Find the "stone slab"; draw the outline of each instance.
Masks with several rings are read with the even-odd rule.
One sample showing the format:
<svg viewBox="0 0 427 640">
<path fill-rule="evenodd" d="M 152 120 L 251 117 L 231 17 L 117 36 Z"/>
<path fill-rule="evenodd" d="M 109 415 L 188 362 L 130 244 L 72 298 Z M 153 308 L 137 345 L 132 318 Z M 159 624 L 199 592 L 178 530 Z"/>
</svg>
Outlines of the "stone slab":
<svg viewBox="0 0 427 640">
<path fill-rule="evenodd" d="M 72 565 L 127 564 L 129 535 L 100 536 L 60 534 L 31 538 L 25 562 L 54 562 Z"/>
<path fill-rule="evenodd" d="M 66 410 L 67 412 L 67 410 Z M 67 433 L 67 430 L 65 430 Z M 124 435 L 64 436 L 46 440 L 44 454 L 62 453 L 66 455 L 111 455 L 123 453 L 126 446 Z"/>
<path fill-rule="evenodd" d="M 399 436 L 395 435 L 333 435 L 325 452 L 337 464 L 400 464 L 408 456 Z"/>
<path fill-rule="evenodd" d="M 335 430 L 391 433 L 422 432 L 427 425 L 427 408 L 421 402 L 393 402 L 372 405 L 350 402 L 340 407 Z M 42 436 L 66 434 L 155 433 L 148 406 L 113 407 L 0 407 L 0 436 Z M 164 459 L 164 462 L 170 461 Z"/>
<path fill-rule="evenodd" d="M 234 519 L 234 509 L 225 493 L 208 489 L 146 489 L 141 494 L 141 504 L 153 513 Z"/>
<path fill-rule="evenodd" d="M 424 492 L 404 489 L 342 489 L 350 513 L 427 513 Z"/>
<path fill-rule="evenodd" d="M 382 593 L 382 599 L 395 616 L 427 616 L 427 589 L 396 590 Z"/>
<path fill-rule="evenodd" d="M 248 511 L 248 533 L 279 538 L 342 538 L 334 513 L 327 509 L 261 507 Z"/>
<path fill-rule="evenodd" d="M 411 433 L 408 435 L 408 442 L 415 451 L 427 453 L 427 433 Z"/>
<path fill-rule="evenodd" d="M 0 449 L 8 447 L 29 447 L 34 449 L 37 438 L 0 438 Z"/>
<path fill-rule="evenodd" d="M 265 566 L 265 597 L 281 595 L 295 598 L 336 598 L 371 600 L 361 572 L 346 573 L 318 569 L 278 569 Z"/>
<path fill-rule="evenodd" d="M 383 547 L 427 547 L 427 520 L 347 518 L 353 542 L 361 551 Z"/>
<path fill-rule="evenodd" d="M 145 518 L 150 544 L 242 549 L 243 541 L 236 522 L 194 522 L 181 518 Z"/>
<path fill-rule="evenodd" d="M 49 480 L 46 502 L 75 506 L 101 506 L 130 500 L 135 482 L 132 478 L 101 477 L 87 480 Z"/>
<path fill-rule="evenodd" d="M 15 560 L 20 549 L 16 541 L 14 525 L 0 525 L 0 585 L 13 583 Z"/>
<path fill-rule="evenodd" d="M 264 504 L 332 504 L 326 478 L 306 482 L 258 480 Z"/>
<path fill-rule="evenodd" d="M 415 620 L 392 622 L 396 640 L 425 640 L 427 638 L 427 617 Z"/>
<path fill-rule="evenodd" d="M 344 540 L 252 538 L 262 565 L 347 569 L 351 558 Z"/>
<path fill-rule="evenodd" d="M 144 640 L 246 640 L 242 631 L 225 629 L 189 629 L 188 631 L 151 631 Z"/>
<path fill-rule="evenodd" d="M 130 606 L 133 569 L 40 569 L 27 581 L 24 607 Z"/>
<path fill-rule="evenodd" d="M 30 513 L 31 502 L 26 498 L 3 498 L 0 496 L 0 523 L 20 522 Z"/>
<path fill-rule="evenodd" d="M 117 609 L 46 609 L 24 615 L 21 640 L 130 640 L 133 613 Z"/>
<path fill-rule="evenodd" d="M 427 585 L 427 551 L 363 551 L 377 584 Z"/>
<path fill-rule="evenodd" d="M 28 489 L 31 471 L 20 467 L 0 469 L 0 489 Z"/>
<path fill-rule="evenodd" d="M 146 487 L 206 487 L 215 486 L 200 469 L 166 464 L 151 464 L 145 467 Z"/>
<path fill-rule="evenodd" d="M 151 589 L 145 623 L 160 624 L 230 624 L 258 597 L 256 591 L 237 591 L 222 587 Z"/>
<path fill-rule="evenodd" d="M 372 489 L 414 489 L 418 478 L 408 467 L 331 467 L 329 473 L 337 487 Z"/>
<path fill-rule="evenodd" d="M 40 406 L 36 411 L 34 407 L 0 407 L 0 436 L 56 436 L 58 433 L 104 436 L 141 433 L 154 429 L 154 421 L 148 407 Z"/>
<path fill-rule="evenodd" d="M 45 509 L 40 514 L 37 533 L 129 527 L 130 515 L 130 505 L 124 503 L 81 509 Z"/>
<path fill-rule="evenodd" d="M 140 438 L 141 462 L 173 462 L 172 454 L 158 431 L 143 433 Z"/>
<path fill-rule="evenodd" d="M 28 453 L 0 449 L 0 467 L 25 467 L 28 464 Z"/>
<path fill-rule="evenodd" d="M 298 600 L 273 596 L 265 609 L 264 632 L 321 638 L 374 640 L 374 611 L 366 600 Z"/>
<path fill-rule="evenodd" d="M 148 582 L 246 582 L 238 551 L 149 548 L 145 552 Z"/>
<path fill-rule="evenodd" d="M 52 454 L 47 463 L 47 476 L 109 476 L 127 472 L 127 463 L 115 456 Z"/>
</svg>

◆ EXERCISE ◆
A verbatim copy of every entry is required.

◆ SOLUTION FOR THIS EXERCISE ◆
Find the "stone slab"; draw the outline of each instance.
Masks with several rings are read with the even-odd rule.
One sample showing the format:
<svg viewBox="0 0 427 640">
<path fill-rule="evenodd" d="M 152 120 L 251 117 L 231 17 L 117 36 Z"/>
<path fill-rule="evenodd" d="M 109 415 L 188 362 L 130 244 L 72 298 Z M 153 308 L 137 345 L 132 318 Z M 159 624 L 199 592 L 178 530 Z"/>
</svg>
Outlines of the "stone slab":
<svg viewBox="0 0 427 640">
<path fill-rule="evenodd" d="M 72 565 L 127 564 L 129 535 L 100 536 L 60 534 L 31 538 L 25 562 L 54 562 Z"/>
<path fill-rule="evenodd" d="M 66 410 L 67 412 L 67 410 Z M 67 433 L 67 430 L 65 430 Z M 124 435 L 64 436 L 46 440 L 44 454 L 62 453 L 66 455 L 111 455 L 123 453 L 126 446 Z"/>
<path fill-rule="evenodd" d="M 399 436 L 395 435 L 333 435 L 325 452 L 337 464 L 400 464 L 408 456 Z"/>
<path fill-rule="evenodd" d="M 335 430 L 391 433 L 422 432 L 427 425 L 427 408 L 421 402 L 393 402 L 372 405 L 350 402 L 340 407 Z M 42 436 L 66 434 L 155 433 L 148 406 L 113 407 L 0 407 L 0 436 Z M 164 459 L 164 462 L 170 461 Z"/>
<path fill-rule="evenodd" d="M 234 519 L 234 509 L 225 493 L 208 489 L 146 489 L 141 494 L 141 504 L 153 513 Z"/>
<path fill-rule="evenodd" d="M 424 492 L 404 489 L 342 489 L 350 513 L 427 513 Z"/>
<path fill-rule="evenodd" d="M 382 593 L 382 599 L 395 616 L 427 616 L 427 589 L 396 590 Z"/>
<path fill-rule="evenodd" d="M 248 511 L 248 533 L 279 538 L 342 538 L 334 513 L 327 509 L 261 507 Z"/>
<path fill-rule="evenodd" d="M 411 433 L 408 435 L 408 442 L 415 451 L 427 453 L 427 433 Z"/>
<path fill-rule="evenodd" d="M 0 449 L 8 447 L 29 447 L 34 449 L 37 438 L 0 438 Z"/>
<path fill-rule="evenodd" d="M 265 566 L 265 597 L 281 595 L 295 598 L 336 598 L 371 600 L 361 572 L 346 573 L 318 569 L 278 569 Z"/>
<path fill-rule="evenodd" d="M 383 547 L 427 547 L 427 520 L 347 518 L 353 542 L 361 551 Z"/>
<path fill-rule="evenodd" d="M 145 518 L 150 544 L 242 549 L 243 541 L 236 522 L 194 522 L 181 518 Z"/>
<path fill-rule="evenodd" d="M 49 480 L 46 502 L 75 506 L 101 506 L 130 500 L 135 482 L 132 478 L 101 477 L 87 480 Z"/>
<path fill-rule="evenodd" d="M 15 560 L 20 549 L 16 541 L 14 525 L 0 525 L 0 585 L 13 583 Z"/>
<path fill-rule="evenodd" d="M 264 504 L 332 504 L 326 478 L 306 482 L 258 480 Z"/>
<path fill-rule="evenodd" d="M 415 620 L 392 622 L 396 640 L 425 640 L 427 638 L 427 617 Z"/>
<path fill-rule="evenodd" d="M 344 540 L 252 538 L 262 565 L 347 569 L 351 558 Z"/>
<path fill-rule="evenodd" d="M 144 640 L 246 640 L 242 631 L 225 629 L 189 629 L 188 631 L 151 631 Z"/>
<path fill-rule="evenodd" d="M 130 606 L 133 569 L 40 569 L 27 581 L 24 607 Z"/>
<path fill-rule="evenodd" d="M 30 513 L 31 502 L 26 498 L 3 498 L 0 496 L 0 523 L 20 522 Z"/>
<path fill-rule="evenodd" d="M 117 609 L 46 609 L 24 615 L 21 640 L 130 640 L 133 613 Z"/>
<path fill-rule="evenodd" d="M 427 585 L 427 551 L 363 551 L 377 584 Z"/>
<path fill-rule="evenodd" d="M 28 489 L 31 471 L 20 467 L 0 469 L 0 489 Z"/>
<path fill-rule="evenodd" d="M 146 487 L 206 487 L 215 486 L 200 469 L 166 464 L 151 464 L 145 467 Z"/>
<path fill-rule="evenodd" d="M 151 589 L 145 623 L 160 624 L 230 624 L 258 597 L 256 591 L 237 591 L 222 587 Z"/>
<path fill-rule="evenodd" d="M 372 489 L 414 489 L 418 478 L 408 467 L 331 467 L 329 473 L 337 487 Z"/>
<path fill-rule="evenodd" d="M 40 406 L 36 411 L 34 407 L 0 407 L 0 436 L 56 436 L 58 433 L 104 436 L 141 433 L 154 429 L 154 421 L 148 407 Z"/>
<path fill-rule="evenodd" d="M 45 509 L 40 514 L 37 533 L 129 527 L 130 515 L 130 505 L 124 503 L 81 509 Z"/>
<path fill-rule="evenodd" d="M 140 438 L 141 462 L 173 462 L 172 454 L 158 431 L 143 433 Z"/>
<path fill-rule="evenodd" d="M 28 453 L 0 449 L 0 467 L 25 467 L 28 464 Z"/>
<path fill-rule="evenodd" d="M 298 600 L 273 596 L 265 609 L 264 632 L 321 638 L 374 640 L 374 611 L 366 600 Z"/>
<path fill-rule="evenodd" d="M 148 582 L 246 582 L 238 551 L 149 548 L 145 552 Z"/>
<path fill-rule="evenodd" d="M 52 454 L 47 463 L 47 476 L 109 476 L 127 472 L 127 463 L 115 456 Z"/>
</svg>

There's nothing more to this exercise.